## EXERCISE PASSAGE
═══
By George F. Will
Nov. 6, 2006 issue - Many months ago it became obvious to all but the most ideologically blinkered that America is losing the war launched to deal with a chimeric problem (an arsenal of WMD) and to achieve a delusory goal (a democracy that would inspire emulation, transforming the region). Last week the president retired his mantra "stay the course" because it does not do justice to the nimbleness and subtlety of U.S. tactics for winning the war.
A surreal and ultimately disgusting facet of the Iraq fiasco is the lag between when a fact becomes obvious and when the fiasco's architects acknowledge that fact. Iraq's civil war has been raging for more than a year; so has the Washington debate about whether it is what it is.
In a recent interview with Vice President Cheney, Time magazine asked, "If you had to take back any one thing you'd said about Iraq, what would it be?" Selecting from what one hopes is a very long list, Cheney replied: "I thought that the elections that we went through in '05 would have had a bigger impact on the level of violence than they have ... I thought we were over the hump in terms of violence. I think that was premature."
He thinks so? Clearly, and weirdly, he implies that the elections had some positive impact on the level of violence. Worse, in the full transcript of the interview posted online he said the big impact he expected from the elections "hasn't happened yet." "Yet"? Doggedness can be admirable, but this is clinical.
Anyway, what Cheney actually said 17 months ago was that the insurgency was in its "last throes." That was much stronger than saying we were "over the hump" regarding violence. Beware of people who misquote themselves while purporting to display candor.
The latest plan to pacify Baghdad—announced in June, declared a failure in October—was called Operation Together Forward. But U.S.-Iraqi togetherness is a sometime thing. Last April, The Washington Post's Jonathan Finer reported from Hawijah, Iraq, on a joint patrol to search for roadside bombs. The Iraqis refused to ride in armored U.S. Humvees, preferring pickup trucks because a cleric told them that anyone killed in an "occupier vehicle" would not go to heaven. Eventually, after threatening them with jail, U.S. Army Lt. Aaron Tapalman browbeat them into Humvees:
"About an hour later, the patrol came across a white bag on the roadside that Tapalman suspected might contain a bomb. When he asked some Iraqi soldiers to move it off the road, their commander balked, saying it wasn't his job. 'It is your job to protect the people,' Tapalman said, increasingly exasperated. 'I can go and move it myself, and you know what? I will, but don't you think your people should see you doing that kind of stuff? Someday we're not going to be here anymore.' The Iraqi soldier declined again, apologetically, and drove away."
═══
## QUESTIONS ON THE MATERIAL
1. In the Iraq column, what did the Iraqi soldiers on the joint patrol prefer to ride in instead of armored U.S. Humvees?
2. Set down the part of the Iraq column that begins at the words "By George F." and stops after "winning the war.".
The records have no connection to the Iraq column.

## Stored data
═══
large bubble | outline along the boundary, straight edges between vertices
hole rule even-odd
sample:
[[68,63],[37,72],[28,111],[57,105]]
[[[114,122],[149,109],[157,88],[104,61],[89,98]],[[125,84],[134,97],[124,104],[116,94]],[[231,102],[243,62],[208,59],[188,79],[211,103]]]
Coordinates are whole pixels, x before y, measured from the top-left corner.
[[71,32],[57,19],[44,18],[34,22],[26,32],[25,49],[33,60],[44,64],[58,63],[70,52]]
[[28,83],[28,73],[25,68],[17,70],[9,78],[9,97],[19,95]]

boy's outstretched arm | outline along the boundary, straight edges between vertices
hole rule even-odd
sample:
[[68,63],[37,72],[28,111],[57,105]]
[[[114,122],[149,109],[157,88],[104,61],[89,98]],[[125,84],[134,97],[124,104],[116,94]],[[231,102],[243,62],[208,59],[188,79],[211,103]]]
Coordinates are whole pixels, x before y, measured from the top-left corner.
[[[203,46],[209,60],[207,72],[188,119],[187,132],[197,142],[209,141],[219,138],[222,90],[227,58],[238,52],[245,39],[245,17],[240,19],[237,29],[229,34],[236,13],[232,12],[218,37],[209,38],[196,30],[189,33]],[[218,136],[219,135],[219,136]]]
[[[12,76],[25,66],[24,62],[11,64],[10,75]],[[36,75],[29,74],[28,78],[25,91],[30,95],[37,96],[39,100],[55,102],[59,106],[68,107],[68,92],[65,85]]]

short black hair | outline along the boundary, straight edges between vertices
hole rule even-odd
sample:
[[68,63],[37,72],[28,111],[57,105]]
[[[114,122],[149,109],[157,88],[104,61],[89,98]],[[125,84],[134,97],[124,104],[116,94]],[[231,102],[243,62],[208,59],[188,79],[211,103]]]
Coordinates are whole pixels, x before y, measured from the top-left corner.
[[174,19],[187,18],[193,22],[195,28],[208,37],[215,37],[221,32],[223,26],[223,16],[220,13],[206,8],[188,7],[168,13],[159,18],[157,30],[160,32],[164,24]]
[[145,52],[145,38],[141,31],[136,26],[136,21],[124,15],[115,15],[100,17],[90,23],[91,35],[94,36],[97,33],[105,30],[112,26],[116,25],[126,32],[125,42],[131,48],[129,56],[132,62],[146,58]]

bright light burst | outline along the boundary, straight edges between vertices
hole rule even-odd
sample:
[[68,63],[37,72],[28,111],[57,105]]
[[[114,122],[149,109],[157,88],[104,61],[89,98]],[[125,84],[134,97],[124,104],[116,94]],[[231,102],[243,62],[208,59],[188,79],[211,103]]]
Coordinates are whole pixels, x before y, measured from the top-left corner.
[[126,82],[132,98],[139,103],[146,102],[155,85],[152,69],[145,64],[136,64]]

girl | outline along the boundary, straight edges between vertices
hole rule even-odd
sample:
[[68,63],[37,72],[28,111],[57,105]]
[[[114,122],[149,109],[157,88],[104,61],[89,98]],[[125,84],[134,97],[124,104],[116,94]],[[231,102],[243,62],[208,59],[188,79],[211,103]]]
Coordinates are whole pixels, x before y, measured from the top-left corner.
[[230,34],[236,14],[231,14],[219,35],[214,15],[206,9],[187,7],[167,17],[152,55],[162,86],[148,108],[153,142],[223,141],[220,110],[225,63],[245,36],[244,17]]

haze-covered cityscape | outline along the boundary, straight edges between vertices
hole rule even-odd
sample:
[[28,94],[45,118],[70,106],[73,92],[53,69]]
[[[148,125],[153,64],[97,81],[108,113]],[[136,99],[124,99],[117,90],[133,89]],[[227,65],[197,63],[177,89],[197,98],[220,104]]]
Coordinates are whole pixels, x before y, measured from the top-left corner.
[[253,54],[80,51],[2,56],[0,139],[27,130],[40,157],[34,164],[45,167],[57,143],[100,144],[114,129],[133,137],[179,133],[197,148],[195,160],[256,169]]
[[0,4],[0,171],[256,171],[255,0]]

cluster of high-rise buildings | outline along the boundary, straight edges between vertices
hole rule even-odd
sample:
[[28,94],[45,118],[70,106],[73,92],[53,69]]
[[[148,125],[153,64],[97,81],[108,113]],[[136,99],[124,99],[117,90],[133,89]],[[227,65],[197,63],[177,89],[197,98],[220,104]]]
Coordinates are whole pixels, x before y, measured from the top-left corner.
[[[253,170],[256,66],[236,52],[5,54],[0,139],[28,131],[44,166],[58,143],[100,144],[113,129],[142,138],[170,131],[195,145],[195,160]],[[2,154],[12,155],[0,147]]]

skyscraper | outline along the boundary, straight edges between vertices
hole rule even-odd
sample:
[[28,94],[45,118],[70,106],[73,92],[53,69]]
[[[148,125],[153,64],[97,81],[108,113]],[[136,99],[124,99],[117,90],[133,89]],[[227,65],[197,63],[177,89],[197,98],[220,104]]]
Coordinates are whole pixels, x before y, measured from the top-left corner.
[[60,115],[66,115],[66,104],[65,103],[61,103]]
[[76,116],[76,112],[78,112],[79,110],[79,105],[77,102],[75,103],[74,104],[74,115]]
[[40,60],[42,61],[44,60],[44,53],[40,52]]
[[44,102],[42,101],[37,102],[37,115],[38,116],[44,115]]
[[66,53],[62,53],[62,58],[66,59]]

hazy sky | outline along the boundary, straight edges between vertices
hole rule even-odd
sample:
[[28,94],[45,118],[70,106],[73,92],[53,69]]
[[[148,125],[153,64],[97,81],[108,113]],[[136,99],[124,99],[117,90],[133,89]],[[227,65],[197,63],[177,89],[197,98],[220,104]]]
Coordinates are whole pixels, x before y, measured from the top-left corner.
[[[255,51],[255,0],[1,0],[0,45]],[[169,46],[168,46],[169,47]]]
═══
## SOLUTIONS TO THE PROBLEMS
1. Pickup trucks.

2.
By George F. Will
Nov. 6, 2006 issue - Many months ago it became obvious to all but the most ideologically blinkered that America is losing the war launched to deal with a chimeric problem (an arsenal of WMD) and to achieve a delusory goal (a democracy that would inspire emulation, transforming the region). Last week the president retired his mantra "stay the course" because it does not do justice to the nimbleness and subtlety of U.S. tactics for winning the war.